— START EXTRACT —

This line of thinking, aside from being crass and tone-deaf — it’s not multi-millionaires, after all, who watch these shows — completely ignores the quality-of-life component that should be just as prominent in the conversation. Hearing these discussions, they’re plagued by a denial of the basic question: “What does a human being actually need to lead a healthy, fulfilled life?”
Worse, it’s almost like these discussions are intended to create a mentality of lacking, not just in the audience but in the athletes themselves. Players are encouraged to take umbrage whenever their team offers them less than their market value — regardless of the fact that teams in the NFL and NBA limit their ability to surround superstar players with other quality players by allocating most of their financial resources to pay the superstars.
According to this deprivation-focused mindset, money serves not as a platform to ensure generational security, but as little more than a bragging right and a salve for egos that should always be on alert. More than the money itself being viewed as a necessity, it’s the respect that becomes the vital currency, because at this scale the salary offers are simply a barometer of how much a team respects the player and acknowledges their market value. So multi-millionaire athletes making generational wealth are trained to still view their situation as if there were a carrot being dangled on a stick.
What a shame. I mean, shouldn’t athletes just be encouraged to look on the bright side and feel secure about their good fortune? The same analysts who look at money in such a detached way would be the first to chastise athletes for not being grateful enough. How could they be in a professional environment where all their energy is focused on the threat of not making enough, even when they’ve made a king’s ransom?
It makes me wonder if professional sports is a bubble that’s going to burst sooner than later. It also makes me wonder why the sports-going public is interested in player salaries at all. I can’t imagine that it feels pleasant for working people to listen to sportstalk on their way to work and get their nose rubbed in the reality that there are people who make orders of magnitude more money than they’ll likely ever see in their lifetime. But these shows wouldn’t feature the topic so often if there weren’t a robust demand for it — which I think is indicative of a sickness.
Marcellus Wiley has been very insightful in other segments when he’s spoken of how radically de-stabilizing it is to be thrust from poverty into wealth beyond one’s wildest dreams — especially as a young person, and especially as someone who has no reference point in their family history for how to live with financial prosperity.
This short clip gives you an idea of the sudden, drastic shift in the dynamic that occurs in all of a player’s personal relationships when the player signs their first big contract:
Why, then, do we love hearing about people in that situation so much and talk about their income in such a flat, unsophisticated way when we should look at their circumstances with alarm, and even some concern for their well-being? Marcellus Wiley is not a shallow thinker by any means, which is why I love his commentary so much in other contexts. Why would he, his show producers, and his network keep feeding and fostering an appetite for us to look at young people in a treacherous life-changing circumstance without engaging our understanding for what they’re going through?

— END EXTRACT —
— START MATERIAL —

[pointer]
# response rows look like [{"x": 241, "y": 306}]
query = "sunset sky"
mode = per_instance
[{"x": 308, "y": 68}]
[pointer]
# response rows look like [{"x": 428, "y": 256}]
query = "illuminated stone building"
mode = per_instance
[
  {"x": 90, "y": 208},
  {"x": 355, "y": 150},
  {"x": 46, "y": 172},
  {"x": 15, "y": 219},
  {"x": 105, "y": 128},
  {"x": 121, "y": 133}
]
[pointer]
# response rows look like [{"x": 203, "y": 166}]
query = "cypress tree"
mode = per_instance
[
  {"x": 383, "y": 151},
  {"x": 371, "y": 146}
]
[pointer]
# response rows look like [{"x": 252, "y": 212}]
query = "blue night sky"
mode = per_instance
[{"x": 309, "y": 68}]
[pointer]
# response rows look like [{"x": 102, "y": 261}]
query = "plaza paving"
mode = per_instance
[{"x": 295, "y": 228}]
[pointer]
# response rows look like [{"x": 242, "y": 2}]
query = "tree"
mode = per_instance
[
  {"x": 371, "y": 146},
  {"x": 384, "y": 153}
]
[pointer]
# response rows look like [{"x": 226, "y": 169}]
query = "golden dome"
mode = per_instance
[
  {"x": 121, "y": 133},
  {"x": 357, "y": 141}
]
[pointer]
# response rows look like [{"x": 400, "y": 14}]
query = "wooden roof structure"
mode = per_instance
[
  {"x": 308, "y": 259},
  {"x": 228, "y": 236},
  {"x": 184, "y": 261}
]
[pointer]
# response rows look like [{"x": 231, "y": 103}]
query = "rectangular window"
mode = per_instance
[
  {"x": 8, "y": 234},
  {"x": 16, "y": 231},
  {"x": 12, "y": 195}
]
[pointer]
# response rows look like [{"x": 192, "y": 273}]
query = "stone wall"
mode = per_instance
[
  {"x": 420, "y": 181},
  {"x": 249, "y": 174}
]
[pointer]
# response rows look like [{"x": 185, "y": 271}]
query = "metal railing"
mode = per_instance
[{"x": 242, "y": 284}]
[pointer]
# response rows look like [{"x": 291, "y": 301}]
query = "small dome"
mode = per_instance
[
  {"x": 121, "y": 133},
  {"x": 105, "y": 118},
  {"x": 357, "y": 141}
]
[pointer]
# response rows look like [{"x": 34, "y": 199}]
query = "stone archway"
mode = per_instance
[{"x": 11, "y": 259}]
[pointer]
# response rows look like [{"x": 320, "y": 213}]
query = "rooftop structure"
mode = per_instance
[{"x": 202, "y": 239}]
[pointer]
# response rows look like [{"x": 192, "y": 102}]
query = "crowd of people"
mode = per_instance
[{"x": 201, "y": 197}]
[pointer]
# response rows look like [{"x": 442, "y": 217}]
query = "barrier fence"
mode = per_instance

— END MATERIAL —

TASK 1 —
Answer these questions from the piece on athlete salaries, one answer per line:
(a) Which two leagues does it name as limiting teams' ability to surround superstar players with other quality players?
(b) According to it, what becomes the vital currency, more than the money itself?
(c) Who does it credit with speaking of how de-stabilizing it is to be thrust from poverty into wealth?
TASK 2 —
State how many lines of the records contain the string "stone", with case counting, and give only that number.

EXERCISE OUTPUT 1 —
(a) The NFL and NBA.
(b) Respect.
(c) Marcellus Wiley.

EXERCISE OUTPUT 2 —
3